> [PASSAGE PROVIDED]:
---------------

My laptop just had a new hard drive installed 3 days ago in NC so I know that it isnt the problem and was told that while I was away that the past 3 days the "cannot display webpage" error has been happening. Both computers have IE7 browser and have been working fine up until now and no rhyme or reason as to why this would suddenly stop. 

Would anyone have any ideas as to why this is happening? I have called my ISP and all checks out from that end as well as my equipment such as dsl modem and wireless router. I have also

I am able to receive my email using Microsoft Outlook email. This all just doesn't make sense.

Would appreciate any input anyone might have. 
Thanks


----------



## flagranny (Jun 10, 2007)

flagranny said:


> I am having problems accessing any microsoft.com sites like the microsoft windows update, office updates, MSN Hotmail, but can access all other web sites.
> 
> [LEFTInternet Explorer cannot display the webpage
> 
> ...


I just wanted to add I did a system restore thinking that might correct the problem but no such luck.

I just don't get it, while I able to access some sites and not others. Mostly the ones I can't are the microsoft internet explorer support, etc. I can access the main page that sends you to te update sites but I just can't get to the site. I can't even sign in to microsoft support help.

---------------

> [DATASET CONTENT]:

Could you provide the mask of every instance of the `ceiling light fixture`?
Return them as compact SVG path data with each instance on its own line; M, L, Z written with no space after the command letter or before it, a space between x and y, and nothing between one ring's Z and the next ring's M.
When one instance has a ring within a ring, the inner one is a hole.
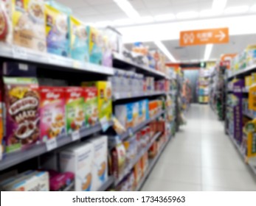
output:
M179 13L176 15L177 18L179 19L185 19L185 18L193 18L198 17L199 14L197 12L191 11L191 12L184 12Z
M214 0L212 9L215 11L223 11L226 7L226 0Z
M120 8L126 13L130 18L139 17L139 13L134 8L131 3L127 0L113 0Z
M205 52L204 52L204 61L207 61L210 59L210 56L211 55L212 50L213 44L210 43L207 44L205 47Z
M247 12L249 9L248 6L229 7L225 10L225 14L243 13Z
M176 18L175 15L172 14L172 13L158 15L154 16L154 19L157 21L174 20L175 18Z
M154 41L154 43L171 62L176 63L176 60L173 57L173 56L170 53L170 52L166 49L165 46L161 41L156 40Z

---------------

> [PROBLEMS TO SOLVE]:
**1.** In the forum thread, which email program still receives mail?
**2.** Summarize the forum thread in two sentences.
**3.** From the forum thread, extract the passage from "My laptop just" to "doesn't make sense.".

> [TASK-BY-TASK ANSWERS]:
**1.** Microsoft Outlook.

**2.** Both of the poster's computers run IE7 and have begun showing the "cannot display webpage" error, even though the ISP, the DSL modem and the wireless router all check out and Outlook still receives email. The poster cannot reach Microsoft sites such as Windows Update, Office updates, MSN Hotmail and Microsoft support but can reach other sites, and a system restore did not fix the problem.

**3.**
My laptop just had a new hard drive installed 3 days ago in NC so I know that it isnt the problem and was told that while I was away that the past 3 days the "cannot display webpage" error has been happening. Both computers have IE7 browser and have been working fine up until now and no rhyme or reason as to why this would suddenly stop. 

Would anyone have any ideas as to why this is happening? I have called my ISP and all checks out from that end as well as my equipment such as dsl modem and wireless router. I have also

I am able to receive my email using Microsoft Outlook email. This all just doesn't make sense.